-- RECORDS --

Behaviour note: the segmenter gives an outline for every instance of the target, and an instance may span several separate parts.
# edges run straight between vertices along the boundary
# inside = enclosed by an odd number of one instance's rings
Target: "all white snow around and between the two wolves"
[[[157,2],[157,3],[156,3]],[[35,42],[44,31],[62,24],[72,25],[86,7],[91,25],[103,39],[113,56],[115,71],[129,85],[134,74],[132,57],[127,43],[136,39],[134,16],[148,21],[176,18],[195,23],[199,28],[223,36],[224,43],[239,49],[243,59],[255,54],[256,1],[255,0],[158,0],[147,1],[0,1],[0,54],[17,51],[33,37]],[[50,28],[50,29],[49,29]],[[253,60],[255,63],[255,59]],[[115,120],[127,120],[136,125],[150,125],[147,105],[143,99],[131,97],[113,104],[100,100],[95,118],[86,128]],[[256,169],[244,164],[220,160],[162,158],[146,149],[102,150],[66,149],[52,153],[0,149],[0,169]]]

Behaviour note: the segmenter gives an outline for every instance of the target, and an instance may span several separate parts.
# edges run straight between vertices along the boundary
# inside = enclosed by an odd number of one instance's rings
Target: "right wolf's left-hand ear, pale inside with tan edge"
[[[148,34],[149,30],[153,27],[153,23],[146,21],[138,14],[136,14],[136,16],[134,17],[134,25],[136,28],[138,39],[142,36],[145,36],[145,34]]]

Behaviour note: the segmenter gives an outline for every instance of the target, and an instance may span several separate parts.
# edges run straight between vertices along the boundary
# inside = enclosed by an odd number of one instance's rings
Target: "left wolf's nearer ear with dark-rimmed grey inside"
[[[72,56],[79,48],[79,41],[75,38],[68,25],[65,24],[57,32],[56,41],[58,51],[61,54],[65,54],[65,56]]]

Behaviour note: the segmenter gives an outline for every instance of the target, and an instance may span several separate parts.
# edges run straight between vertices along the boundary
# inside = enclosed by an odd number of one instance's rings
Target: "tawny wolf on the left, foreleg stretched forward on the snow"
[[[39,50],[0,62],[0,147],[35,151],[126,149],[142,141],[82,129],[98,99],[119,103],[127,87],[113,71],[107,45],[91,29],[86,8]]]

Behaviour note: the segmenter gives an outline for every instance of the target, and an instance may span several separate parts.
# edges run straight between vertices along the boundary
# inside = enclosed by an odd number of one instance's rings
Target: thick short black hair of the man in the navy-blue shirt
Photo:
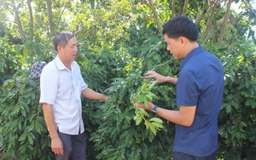
[[[162,33],[170,38],[187,37],[190,41],[197,41],[199,35],[195,23],[181,15],[168,20]]]

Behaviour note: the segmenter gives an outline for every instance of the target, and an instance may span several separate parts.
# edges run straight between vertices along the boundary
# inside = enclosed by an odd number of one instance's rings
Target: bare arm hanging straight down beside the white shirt
[[[43,103],[43,111],[44,111],[44,120],[49,130],[49,136],[51,139],[51,150],[55,152],[55,154],[64,154],[63,151],[63,143],[57,133],[56,125],[55,125],[55,115],[52,110],[52,105],[47,103]]]

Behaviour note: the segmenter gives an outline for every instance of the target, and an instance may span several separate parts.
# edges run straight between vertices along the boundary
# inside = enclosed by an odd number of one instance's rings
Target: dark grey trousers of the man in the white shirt
[[[56,160],[87,160],[85,134],[63,134],[58,133],[62,143],[64,155],[56,155]]]

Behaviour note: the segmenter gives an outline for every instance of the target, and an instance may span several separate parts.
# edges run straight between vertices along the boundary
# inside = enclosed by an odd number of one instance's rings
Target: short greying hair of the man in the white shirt
[[[53,39],[53,43],[55,46],[55,51],[58,52],[57,47],[60,45],[65,48],[68,41],[73,38],[75,35],[71,31],[61,31],[55,38]]]

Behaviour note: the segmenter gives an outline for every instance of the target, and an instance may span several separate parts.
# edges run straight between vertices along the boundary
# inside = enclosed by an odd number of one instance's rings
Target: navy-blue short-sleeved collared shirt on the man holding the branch
[[[218,58],[201,46],[193,49],[180,64],[177,105],[196,106],[190,127],[176,124],[173,151],[197,157],[218,148],[218,113],[224,91],[224,70]]]

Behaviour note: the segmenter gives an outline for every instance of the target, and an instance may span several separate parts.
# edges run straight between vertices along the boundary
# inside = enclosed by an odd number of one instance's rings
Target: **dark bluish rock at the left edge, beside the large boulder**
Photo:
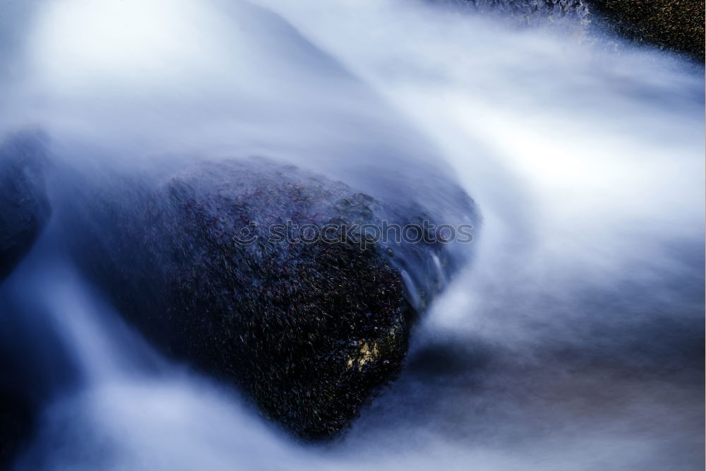
[[[46,138],[16,133],[0,145],[0,280],[27,254],[49,218]]]

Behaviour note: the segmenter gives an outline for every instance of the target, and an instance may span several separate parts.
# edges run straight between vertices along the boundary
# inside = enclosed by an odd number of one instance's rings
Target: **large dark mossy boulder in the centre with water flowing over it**
[[[156,185],[126,179],[90,200],[69,224],[76,258],[119,311],[304,439],[345,427],[400,371],[415,316],[462,263],[431,238],[364,243],[364,229],[328,226],[326,240],[309,243],[270,239],[270,227],[287,222],[421,228],[429,217],[421,205],[388,205],[274,162],[201,162]]]

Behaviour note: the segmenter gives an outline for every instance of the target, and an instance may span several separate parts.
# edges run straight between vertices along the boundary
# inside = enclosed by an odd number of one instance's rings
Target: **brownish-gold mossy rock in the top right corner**
[[[704,60],[704,0],[586,0],[602,23],[630,40]]]

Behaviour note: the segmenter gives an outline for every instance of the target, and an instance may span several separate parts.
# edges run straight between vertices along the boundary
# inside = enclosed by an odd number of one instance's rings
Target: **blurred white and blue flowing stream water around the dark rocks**
[[[0,129],[95,179],[264,155],[448,217],[453,174],[484,216],[400,377],[319,446],[152,351],[50,224],[0,286],[51,398],[18,469],[702,467],[702,66],[411,0],[0,6]],[[59,214],[77,185],[49,181]]]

-- TASK GOAL --
Write out each line of the data exactly; the images should be left out.

-- SOLVED EXERCISE --
Behaviour note: the segmenter gives an outline for every instance of the target, and an instance may span several separate parts.
# edges run straight between vertices along the boundary
# inside = enclosed by an odd number of one instance's rings
Target: "all white snow around and between the two wolves"
[[[157,2],[157,3],[156,3]],[[35,42],[44,31],[62,24],[72,25],[86,7],[91,25],[103,39],[113,56],[115,71],[129,85],[134,74],[132,57],[127,43],[136,39],[134,16],[148,21],[176,18],[195,23],[199,28],[223,36],[224,43],[239,49],[243,59],[255,54],[256,1],[255,0],[158,0],[147,1],[0,1],[0,54],[17,51],[33,37]],[[50,28],[50,29],[49,29]],[[253,60],[255,63],[255,59]],[[115,120],[127,120],[136,125],[150,125],[147,105],[143,99],[131,97],[113,104],[100,100],[95,118],[86,128]],[[256,169],[244,164],[220,160],[162,158],[146,149],[102,150],[66,149],[52,153],[0,149],[0,169]]]

Behaviour note: the segmenter gives an outline for every instance of the target, and an instance may span several separate parts.
# edges run straight between vertices along the boundary
# inside = enclosed by an odd number of one instance's rings
Target: "right wolf's left-hand ear, pale inside with tan edge"
[[[148,34],[149,30],[153,27],[153,23],[146,21],[138,14],[136,14],[136,16],[134,17],[134,25],[136,28],[138,39],[142,36],[145,36],[145,34]]]

Behaviour note: the segmenter gives an outline for every instance of the target, and an instance may span several separate parts.
# edges run straight between vertices along the boundary
# inside = enclosed by an odd number of one instance's rings
Target: "left wolf's nearer ear with dark-rimmed grey inside"
[[[72,56],[79,48],[79,41],[75,38],[68,25],[65,24],[57,32],[56,41],[58,51],[61,54],[65,54],[65,56]]]

Behaviour note: the segmenter gives an outline for every instance of the target, and an instance may span several separate parts.
# edges run straight between vertices along the boundary
# inside = enclosed by an odd number of one instance's rings
Target: "tawny wolf on the left, foreleg stretched forward on the snow"
[[[39,50],[0,62],[0,147],[35,151],[126,149],[142,141],[82,129],[98,99],[119,103],[127,87],[113,71],[107,45],[91,29],[86,8]]]

Behaviour note: the segmenter gives an outline for every instance of the target, and an instance may span several separate parts.
# edges run straight between vertices along the boundary
# inside = enclosed by an odd number of one instance's rings
Target: thick short black hair of the man in the navy-blue shirt
Photo:
[[[162,33],[170,38],[187,37],[190,41],[197,41],[199,35],[195,23],[181,15],[168,20]]]

Behaviour note: the segmenter gives an outline for every instance of the target, and an instance may span several separate parts.
# edges run straight between vertices along the boundary
# inside = enclosed by an odd number of one instance's rings
Target: bare arm hanging straight down beside the white shirt
[[[43,103],[43,111],[44,111],[44,120],[49,130],[49,136],[51,139],[51,150],[55,152],[55,154],[64,154],[63,151],[63,143],[57,133],[56,125],[55,125],[55,115],[52,110],[52,105],[47,103]]]

Behaviour note: the segmenter gives an outline for every instance of the target, and an instance may span several separate parts.
# edges run straight between vertices along the boundary
# inside = enclosed by an odd number of one instance's rings
Target: dark grey trousers of the man in the white shirt
[[[56,160],[87,160],[85,134],[63,134],[58,133],[62,143],[64,155],[56,155]]]

Behaviour note: the segmenter gives an outline for every instance of the target, and an instance may span several separate parts.
# edges run straight between vertices along the boundary
# inside = enclosed by an odd number of one instance's rings
Target: short greying hair of the man in the white shirt
[[[53,39],[53,43],[55,46],[55,51],[58,52],[57,47],[60,45],[65,48],[68,41],[73,38],[75,35],[71,31],[61,31],[55,38]]]

Behaviour note: the segmenter gives an outline for every instance of the target, and an instance may span several separate parts.
# edges run straight between vertices along the boundary
# inside = enclosed by an odd number of one instance's rings
Target: navy-blue short-sleeved collared shirt on the man holding the branch
[[[218,58],[201,46],[193,49],[180,64],[177,105],[196,106],[190,127],[176,124],[173,151],[197,157],[218,148],[218,113],[224,91],[224,70]]]

Behaviour note: the segmenter gives an outline for every instance of the target, and an instance may span several separate parts.
# edges run straight between vertices along the boundary
# inside = enclosed by an odd number of one instance's rings
Target: **dark bluish rock at the left edge, beside the large boulder**
Photo:
[[[46,138],[16,133],[0,145],[0,280],[27,254],[49,218]]]

Behaviour note: the segmenter gives an outline for every instance of the target, and an instance may span several separate parts.
# edges run straight between vertices along the boundary
# inside = enclosed by an odd number of one instance's rings
Target: **large dark mossy boulder in the centre with water flowing over it**
[[[156,185],[126,179],[90,200],[69,224],[76,258],[119,311],[304,439],[345,427],[400,371],[415,316],[462,263],[431,238],[364,243],[364,229],[328,226],[326,240],[309,243],[270,239],[270,227],[287,222],[421,228],[429,217],[421,205],[388,205],[274,162],[201,162]]]

Behaviour note: the segmenter gives an outline for every instance of the target, and an instance may span several separate parts.
# edges run straight between vertices along the boundary
# inside = enclosed by an odd number of one instance's rings
Target: **brownish-gold mossy rock in the top right corner**
[[[704,60],[704,0],[586,0],[602,23],[630,40]]]

Behaviour note: the segmenter gives an outline for every instance of the target, and an instance may span several separate parts.
# edges run straight between vertices along the boundary
# inside = enclosed by an odd number of one instance's rings
Target: **blurred white and blue flowing stream water around the dark rocks**
[[[0,129],[95,179],[264,155],[448,217],[453,174],[484,216],[400,377],[319,446],[152,351],[50,224],[0,286],[51,398],[18,469],[702,467],[702,66],[411,0],[0,6]],[[59,214],[77,185],[49,181]]]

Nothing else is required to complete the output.